# FONTE
((
In che senso l'islam sfida la Chiesa

In un libro del 1889 una pagina attualissima. Il grande pensatore russo Vladimir Solov'ev mette in guardia dal pericolo rappresentato da due eresie dei primi secoli, che negavano la carnalità del Mistero e la libertà dell'uomo. Dalla cui sintesi è nata la religione musulmana

Le pagine che proponiamo sono tratte dal libro di Vladimir Solov'ev La Russia e la Chiesa universale, scritto nel 1889 e pubblicato in Italia cent'anni dopo da "La Casa di Matriona", l'editrice del Centro Russia Cristiana diretto da padre Romano Scalfi.
Si tratta di un contributo offerto a chiunque desideri rendersi conto della gravità della sfida che attende i cristiani dopo l'11 settembre e che gli attentati di New York e Washington hanno solo reso più drammaticamente urgente: ritrovare le ragioni della fede nell'uomo Gesù di Nazareth, da duemila anni compagnia di Dio all'uomo. I neretti sono nostri.


1. Solov'ev parte dalla consapevolezza che il dogma centrale del cristianesimo è l'unione del divino e dell'umano, sostenendo la conseguente necessità di una rigenerazione della vita sociale e politica.
))
# DATI FORNITI
((
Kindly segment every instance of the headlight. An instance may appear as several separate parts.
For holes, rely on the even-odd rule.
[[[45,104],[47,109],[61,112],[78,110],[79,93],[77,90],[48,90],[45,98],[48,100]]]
))
# ELENCO ATTIVITÀ
1. Citi dalla fonte il passo che va da "Si tratta di" fino a "sociale e politica.".
2. Secondo la fonte, quale editrice ha pubblicato in Italia il libro di Solov'ev "La Russia e la Chiesa universale"?

# RISULTATI
1.
Si tratta di un contributo offerto a chiunque desideri rendersi conto della gravità della sfida che attende i cristiani dopo l'11 settembre e che gli attentati di New York e Washington hanno solo reso più drammaticamente urgente: ritrovare le ragioni della fede nell'uomo Gesù di Nazareth, da duemila anni compagnia di Dio all'uomo. I neretti sono nostri.


1. Solov'ev parte dalla consapevolezza che il dogma centrale del cristianesimo è l'unione del divino e dell'umano, sostenendo la conseguente necessità di una rigenerazione della vita sociale e politica.

2. "La Casa di Matriona", l'editrice del Centro Russia Cristiana.